» **TASK ITEM**: Reproduce the entries in full, with no changes.

» **PROVIDED ENTRIES**:
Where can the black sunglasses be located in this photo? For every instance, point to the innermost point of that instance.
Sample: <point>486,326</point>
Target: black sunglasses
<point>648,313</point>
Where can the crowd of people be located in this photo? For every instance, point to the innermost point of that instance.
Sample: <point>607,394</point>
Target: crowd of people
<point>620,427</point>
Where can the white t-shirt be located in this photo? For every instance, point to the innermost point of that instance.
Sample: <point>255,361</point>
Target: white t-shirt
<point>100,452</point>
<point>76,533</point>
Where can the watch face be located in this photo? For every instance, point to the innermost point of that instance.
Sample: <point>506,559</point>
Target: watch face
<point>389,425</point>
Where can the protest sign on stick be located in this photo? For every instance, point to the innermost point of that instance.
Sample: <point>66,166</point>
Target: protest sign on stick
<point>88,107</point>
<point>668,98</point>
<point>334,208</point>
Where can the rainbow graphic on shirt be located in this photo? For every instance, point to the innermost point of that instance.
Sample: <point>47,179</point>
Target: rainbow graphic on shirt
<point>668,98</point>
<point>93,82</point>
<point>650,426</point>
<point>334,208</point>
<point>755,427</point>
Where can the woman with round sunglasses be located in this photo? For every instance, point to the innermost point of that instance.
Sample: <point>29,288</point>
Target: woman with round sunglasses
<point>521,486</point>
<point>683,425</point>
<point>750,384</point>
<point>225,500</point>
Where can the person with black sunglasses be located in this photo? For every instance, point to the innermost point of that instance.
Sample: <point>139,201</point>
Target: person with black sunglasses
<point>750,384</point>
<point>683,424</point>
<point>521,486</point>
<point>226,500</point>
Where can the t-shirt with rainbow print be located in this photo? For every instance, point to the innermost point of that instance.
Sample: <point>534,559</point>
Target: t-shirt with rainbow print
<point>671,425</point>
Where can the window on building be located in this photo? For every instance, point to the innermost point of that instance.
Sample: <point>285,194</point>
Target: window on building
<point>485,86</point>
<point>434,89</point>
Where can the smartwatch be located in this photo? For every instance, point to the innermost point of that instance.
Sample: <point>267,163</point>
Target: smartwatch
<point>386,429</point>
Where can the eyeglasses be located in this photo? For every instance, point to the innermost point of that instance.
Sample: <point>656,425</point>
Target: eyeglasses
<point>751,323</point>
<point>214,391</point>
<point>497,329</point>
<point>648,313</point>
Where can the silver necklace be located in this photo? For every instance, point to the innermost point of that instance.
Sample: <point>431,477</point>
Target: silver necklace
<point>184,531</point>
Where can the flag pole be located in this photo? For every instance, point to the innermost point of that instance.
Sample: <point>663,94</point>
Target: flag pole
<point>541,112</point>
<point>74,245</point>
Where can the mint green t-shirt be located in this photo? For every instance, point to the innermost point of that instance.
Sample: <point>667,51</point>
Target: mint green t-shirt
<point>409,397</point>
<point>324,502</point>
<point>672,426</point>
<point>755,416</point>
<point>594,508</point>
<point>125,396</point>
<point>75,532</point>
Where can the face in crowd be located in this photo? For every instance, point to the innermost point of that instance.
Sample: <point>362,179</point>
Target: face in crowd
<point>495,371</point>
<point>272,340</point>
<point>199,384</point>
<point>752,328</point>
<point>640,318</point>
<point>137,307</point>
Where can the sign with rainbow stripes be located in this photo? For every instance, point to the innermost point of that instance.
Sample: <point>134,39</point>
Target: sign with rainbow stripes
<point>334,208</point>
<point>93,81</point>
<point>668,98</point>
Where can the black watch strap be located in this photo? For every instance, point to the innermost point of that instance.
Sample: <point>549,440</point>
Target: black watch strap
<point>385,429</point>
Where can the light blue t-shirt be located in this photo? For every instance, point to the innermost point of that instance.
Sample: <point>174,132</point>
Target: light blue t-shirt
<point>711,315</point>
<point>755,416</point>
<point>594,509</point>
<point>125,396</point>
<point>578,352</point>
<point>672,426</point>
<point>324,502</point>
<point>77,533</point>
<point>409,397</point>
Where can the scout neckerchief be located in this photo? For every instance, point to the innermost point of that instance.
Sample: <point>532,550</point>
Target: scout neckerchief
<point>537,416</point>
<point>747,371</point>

» **RESULT**:
Where can the black sunglasses be located in this photo? For every instance, point to the innermost point of that instance.
Sample: <point>486,326</point>
Target: black sunglasses
<point>648,313</point>
Where can the crowd of people be located in this photo? For every instance, point to the innermost point of that instance.
Sample: <point>607,394</point>
Target: crowd of people
<point>620,427</point>
Where can the white t-shirt be located in this photo? For every instance, point to the innermost point of that instance.
Sample: <point>255,361</point>
Target: white t-shirt
<point>100,452</point>
<point>76,533</point>
Where can the watch face be located in this photo? For every instance, point to the innermost point of that instance.
Sample: <point>506,559</point>
Target: watch face
<point>389,425</point>
Where can the protest sign on stick be located in this photo? For every instance, point to the innermost point of that instance.
Sample: <point>66,166</point>
Target: protest sign on stick
<point>88,107</point>
<point>668,98</point>
<point>334,208</point>
Where can the rainbow graphic on shirt be located in this photo? For every instance, point to the innermost point of that instance.
Sample: <point>47,179</point>
Target: rainbow graphic on shirt
<point>668,98</point>
<point>93,82</point>
<point>650,426</point>
<point>334,208</point>
<point>755,427</point>
Where can the woman with round sunglasses be located in this photo? For every instance, point to the innermost point of that instance.
Sample: <point>29,288</point>
Target: woman with round sunglasses
<point>521,486</point>
<point>683,425</point>
<point>750,384</point>
<point>225,500</point>
Where can the person with black sunglasses be located in this photo? For every instance, point to the innermost point of that instance.
Sample: <point>139,201</point>
Target: person with black sunglasses
<point>750,384</point>
<point>683,424</point>
<point>521,486</point>
<point>226,500</point>
Where can the t-shirt with rainbow print be located in this photo? For every instance, point to the innermost point of that instance.
Sample: <point>534,559</point>
Target: t-shirt with rainbow print
<point>671,425</point>
Where can the window on building be located in this photo? For every instance, point to the innermost point of that instance.
Sample: <point>285,194</point>
Target: window on building
<point>485,86</point>
<point>434,89</point>
Where can the smartwatch be located in this photo? For every instance, point to the innermost point of that instance.
Sample: <point>267,163</point>
Target: smartwatch
<point>386,429</point>
Where can the eyeglasses be located in this photo? For every instance, point to the innermost point of that instance.
Sample: <point>656,425</point>
Target: eyeglasses
<point>751,323</point>
<point>214,391</point>
<point>497,329</point>
<point>648,313</point>
Where can the silver necklace be located in this photo? For every instance, point to the innermost point of that instance.
Sample: <point>431,477</point>
Target: silver necklace
<point>184,531</point>
Where can the flag pole be located in this photo? For every instance, point to the innermost point of that instance.
Sample: <point>663,94</point>
Target: flag pole
<point>541,112</point>
<point>74,245</point>
Where can the mint green t-shirt be located in this photo? For every instance, point to the innermost point of that instance.
Sample: <point>667,51</point>
Target: mint green t-shirt
<point>409,397</point>
<point>324,502</point>
<point>672,426</point>
<point>755,416</point>
<point>594,508</point>
<point>125,396</point>
<point>75,532</point>
Where can the face in crowd be located in this photo? For every instance, point to the innermost point of that instance.
Sample: <point>362,179</point>
Target: face in crowd
<point>495,371</point>
<point>272,340</point>
<point>199,384</point>
<point>752,328</point>
<point>640,318</point>
<point>137,307</point>
Where can the sign with rainbow stripes be located in this photo? For every instance, point to the innermost point of that instance.
Sample: <point>134,39</point>
Target: sign with rainbow stripes
<point>334,208</point>
<point>93,81</point>
<point>668,98</point>
Where can the black watch strap be located in this photo? For every instance, point to the innermost point of that instance.
Sample: <point>549,440</point>
Target: black watch strap
<point>385,429</point>
Where can the light blue t-shirt be located in this photo? For every instance, point to the innermost point of that instance.
Sample: <point>174,132</point>
Target: light blue t-shirt
<point>711,315</point>
<point>755,416</point>
<point>594,509</point>
<point>125,396</point>
<point>578,352</point>
<point>672,426</point>
<point>324,502</point>
<point>77,533</point>
<point>409,397</point>
Where can the scout neckerchief be located in this photo? For every instance, point to the innermost point of that instance.
Sample: <point>532,550</point>
Target: scout neckerchief
<point>537,416</point>
<point>747,371</point>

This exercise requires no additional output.